EXTRACTED MATERIAL –

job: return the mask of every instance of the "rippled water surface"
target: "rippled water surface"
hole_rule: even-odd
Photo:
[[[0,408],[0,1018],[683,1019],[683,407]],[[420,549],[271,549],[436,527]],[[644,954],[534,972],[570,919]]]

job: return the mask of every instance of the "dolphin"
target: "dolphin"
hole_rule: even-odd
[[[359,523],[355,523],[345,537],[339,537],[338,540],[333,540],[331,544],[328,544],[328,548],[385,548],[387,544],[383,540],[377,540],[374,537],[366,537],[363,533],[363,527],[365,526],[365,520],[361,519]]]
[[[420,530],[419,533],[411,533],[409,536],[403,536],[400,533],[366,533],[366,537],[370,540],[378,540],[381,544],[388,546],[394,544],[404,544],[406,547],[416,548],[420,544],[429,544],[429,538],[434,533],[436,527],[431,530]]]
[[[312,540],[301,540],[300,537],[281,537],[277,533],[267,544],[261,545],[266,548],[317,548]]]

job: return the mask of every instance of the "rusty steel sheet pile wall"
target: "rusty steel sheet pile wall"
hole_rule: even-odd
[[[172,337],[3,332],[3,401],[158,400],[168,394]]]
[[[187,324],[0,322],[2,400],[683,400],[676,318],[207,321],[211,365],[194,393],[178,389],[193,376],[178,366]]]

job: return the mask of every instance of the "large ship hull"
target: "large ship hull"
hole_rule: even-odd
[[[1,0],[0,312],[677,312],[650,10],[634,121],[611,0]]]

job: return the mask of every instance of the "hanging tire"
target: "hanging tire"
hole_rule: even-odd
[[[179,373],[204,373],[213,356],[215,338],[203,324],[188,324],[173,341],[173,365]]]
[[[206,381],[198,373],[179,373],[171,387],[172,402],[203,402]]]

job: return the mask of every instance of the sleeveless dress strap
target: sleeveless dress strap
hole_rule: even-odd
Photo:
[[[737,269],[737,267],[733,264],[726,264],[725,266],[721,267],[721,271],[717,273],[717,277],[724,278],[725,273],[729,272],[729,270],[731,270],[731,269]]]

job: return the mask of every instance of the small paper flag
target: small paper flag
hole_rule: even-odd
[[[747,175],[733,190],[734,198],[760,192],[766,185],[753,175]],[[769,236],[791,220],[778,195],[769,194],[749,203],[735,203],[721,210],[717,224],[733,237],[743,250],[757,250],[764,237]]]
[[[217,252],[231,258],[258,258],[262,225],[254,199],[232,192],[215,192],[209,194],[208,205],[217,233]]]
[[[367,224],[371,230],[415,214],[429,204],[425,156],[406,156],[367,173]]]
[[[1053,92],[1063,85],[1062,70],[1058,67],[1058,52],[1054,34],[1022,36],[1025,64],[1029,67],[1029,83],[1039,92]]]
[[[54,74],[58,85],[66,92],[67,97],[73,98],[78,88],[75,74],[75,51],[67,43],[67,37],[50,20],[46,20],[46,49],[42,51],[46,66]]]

ACTIVITY –
Set out the complete listing exactly as shown.

FINISHED EXERCISE –
job: return the mask of every instance of the "rippled water surface"
target: "rippled water surface"
hole_rule: even-odd
Photo:
[[[0,408],[0,1018],[683,1019],[683,407]],[[420,549],[271,549],[436,527]],[[644,954],[534,972],[570,919]]]

job: return the mask of every instance of the "dolphin"
target: "dolphin"
hole_rule: even-odd
[[[359,523],[355,523],[345,537],[339,537],[338,540],[333,540],[331,544],[328,544],[328,548],[385,548],[387,544],[383,540],[377,540],[374,537],[366,537],[363,533],[363,527],[365,526],[365,520],[361,519]]]
[[[420,530],[419,533],[411,533],[409,536],[403,536],[400,533],[366,533],[366,537],[370,540],[378,540],[381,544],[388,546],[394,544],[404,544],[406,547],[416,548],[420,544],[429,544],[429,538],[434,533],[436,527],[431,530]]]
[[[312,540],[301,540],[300,537],[281,537],[277,533],[267,544],[261,545],[266,548],[317,548]]]

job: return the mask of every instance of the "rusty steel sheet pile wall"
target: "rusty steel sheet pile wall"
hole_rule: even-odd
[[[172,337],[3,332],[3,401],[158,400],[168,394]]]
[[[187,324],[0,322],[2,400],[683,400],[676,318],[207,321],[211,365],[194,393],[178,389],[193,376],[178,366]]]

job: return the mask of every instance of the "large ship hull"
target: "large ship hull"
hole_rule: even-odd
[[[1,0],[0,312],[677,312],[650,10],[634,121],[611,0]]]

job: return the mask of every instance of the "hanging tire"
target: "hanging tire"
hole_rule: even-odd
[[[179,373],[204,373],[213,356],[215,338],[203,324],[188,324],[173,341],[173,365]]]
[[[206,381],[198,373],[179,373],[171,387],[172,402],[203,402]]]

job: return the mask of every instance of the sleeveless dress strap
target: sleeveless dress strap
hole_rule: even-odd
Photo:
[[[737,269],[737,267],[733,264],[726,264],[725,266],[721,267],[721,271],[717,273],[717,277],[724,278],[725,273],[729,272],[729,270],[731,270],[731,269]]]

job: return the mask of every instance of the small paper flag
target: small paper flag
hole_rule: even-odd
[[[747,175],[733,190],[734,198],[760,192],[766,185],[753,175]],[[769,236],[791,220],[778,195],[769,194],[749,203],[735,203],[721,210],[717,224],[733,237],[743,250],[757,250],[764,237]]]
[[[217,252],[231,258],[258,258],[262,225],[254,199],[232,192],[215,192],[209,194],[208,205],[217,233]]]
[[[367,224],[371,230],[415,214],[429,204],[425,156],[406,156],[367,173]]]
[[[1053,92],[1063,85],[1062,70],[1058,67],[1058,52],[1054,34],[1022,36],[1025,64],[1029,67],[1029,83],[1039,92]]]
[[[54,74],[58,85],[66,92],[67,97],[73,98],[78,88],[75,74],[75,51],[67,43],[67,37],[50,20],[46,20],[46,49],[42,51],[46,66]]]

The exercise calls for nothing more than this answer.